● **Seçilen Metin**
****************************************
Bu bağlamda, işçi sınıfının geneline heyecan, umut ve biz de yapabiliriz duygusu veren zaferlere vesile olan Divriği Çiftay Direnişi ve Trendyol Direnişi’ne değinmek istiyoruz. Bunlara kuşkusuz Mersin Çimsataş Direnişi’ni de eklemek gerekiyor. Şu an içinde bulunduğumuz emekçilerin yoksullaşması süreci bağlamında ortaya çıkan kitle seferberliğinin ilk dalgasının işaret fişeğini bunlar ateşledi. Bu hafta içinde bir geri çekilme olsa da önümüzdeki aylarda ikinci ve üçüncü dalgaları da göreceğiz. Bu yazıda diğer dalgalar geldiğinde şimdiki hatalar tekrarlanmasın diye ilk elde aklımıza gelenlerin altını çizeceğiz. Bu süreçte kendi özeleştirimizi zaten kendi kurullarımızda yapıyoruz zamanı geldiğinde gerekirse bunları da kamuoyuna aktarırız.

İlk mesele kendiliğindencilik tartışmasına dair. Hiçbir işçi mücadelesi yağmurdan sonra çıkan mantar gibi insan eli değmeden yetişmez, gerekli “yapısal” koşullar oluştuğunda (yağmur yağdığında) hele de (mantarın yetiştiği toprağa milyonlarca kilometre uzaklıkta güneş gibi bir ışık kaynağı misali) etrafta kendine sosyalistim, komünistim diyenler de varsa birdenbire oluşmaz. Örgütlenme her zaman bir öznenin bilinçli faaliyetine, bir iradeye az ya da çok ihtiyaç duyar, kuşkusuz kitle seferberliğinin baştan sona senaryosunu kimse yazamaz, bilinçli politik faaliyetin pek çok beklenmedik kontrol edilemez sonucu da olur ve bunlar pek çok önceden yapılan plan, taktik ve hatta stratejiyi boşa düşürür. Ama bunlar temel gerçeği değiştirmez. Kitle seferberliği örgütlenir. Işık kaynağının bizzat kendisi toprağa değmelidir.
****************************************
● **Yapılacaklar**
1. Seçilen metinde "Bu bağlamda, işçi" ile başlayıp "da kamuoyuna aktarırız." sözlerine kadar uzanan bölümü birebir aktarın.
2. Seçilen metne göre Divriği Çiftay ve Trendyol direnişlerine hangi direnişin de eklenmesi gerekiyor?

● **Veriler**
****************************************
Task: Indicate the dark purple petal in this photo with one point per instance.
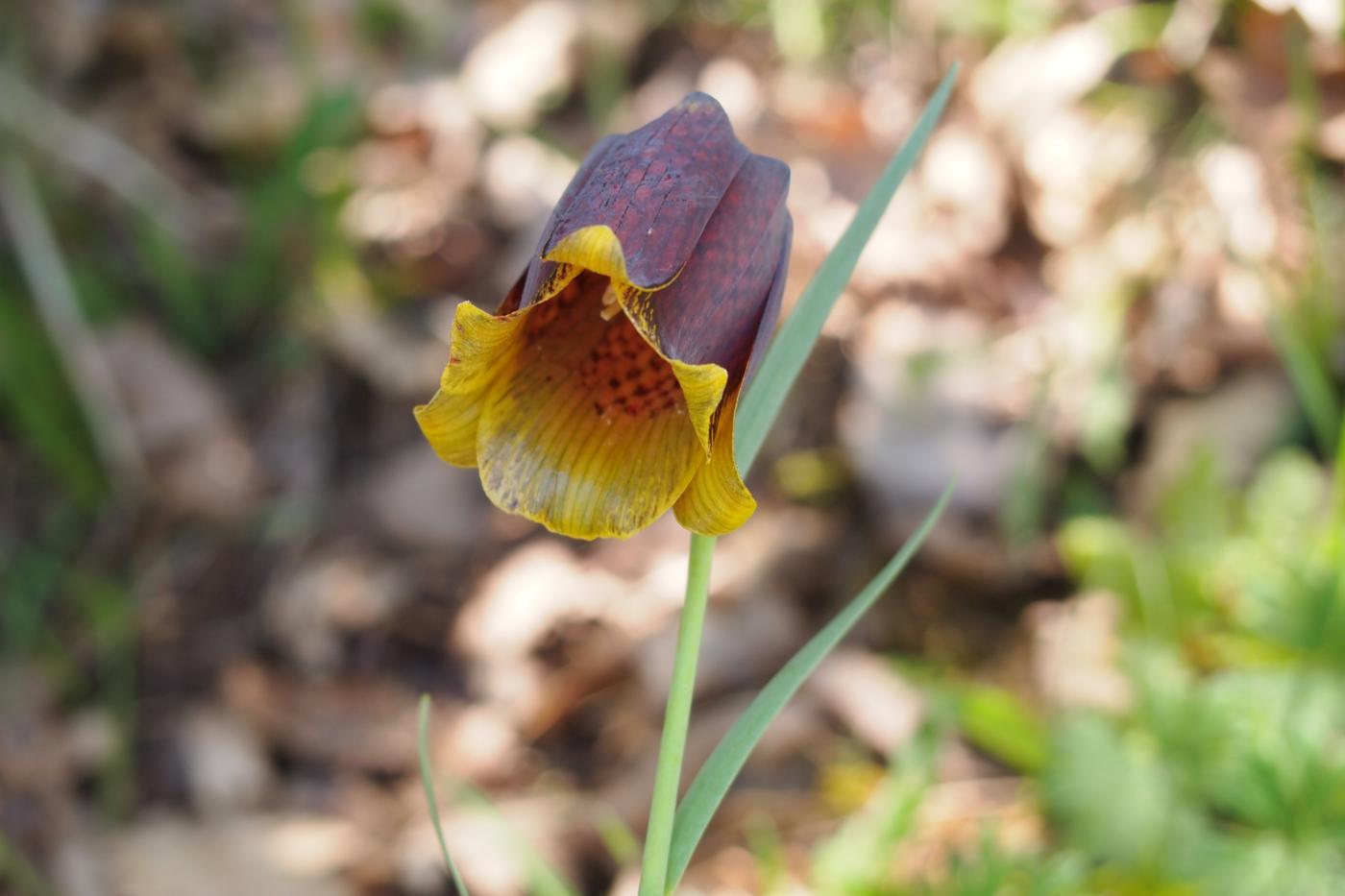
****************************************
● **Görevlere Yanıtlar**
1.
Bu bağlamda, işçi sınıfının geneline heyecan, umut ve biz de yapabiliriz duygusu veren zaferlere vesile olan Divriği Çiftay Direnişi ve Trendyol Direnişi’ne değinmek istiyoruz. Bunlara kuşkusuz Mersin Çimsataş Direnişi’ni de eklemek gerekiyor. Şu an içinde bulunduğumuz emekçilerin yoksullaşması süreci bağlamında ortaya çıkan kitle seferberliğinin ilk dalgasının işaret fişeğini bunlar ateşledi. Bu hafta içinde bir geri çekilme olsa da önümüzdeki aylarda ikinci ve üçüncü dalgaları da göreceğiz. Bu yazıda diğer dalgalar geldiğinde şimdiki hatalar tekrarlanmasın diye ilk elde aklımıza gelenlerin altını çizeceğiz. Bu süreçte kendi özeleştirimizi zaten kendi kurullarımızda yapıyoruz zamanı geldiğinde gerekirse bunları da kamuoyuna aktarırız.

2. Mersin Çimsataş Direnişi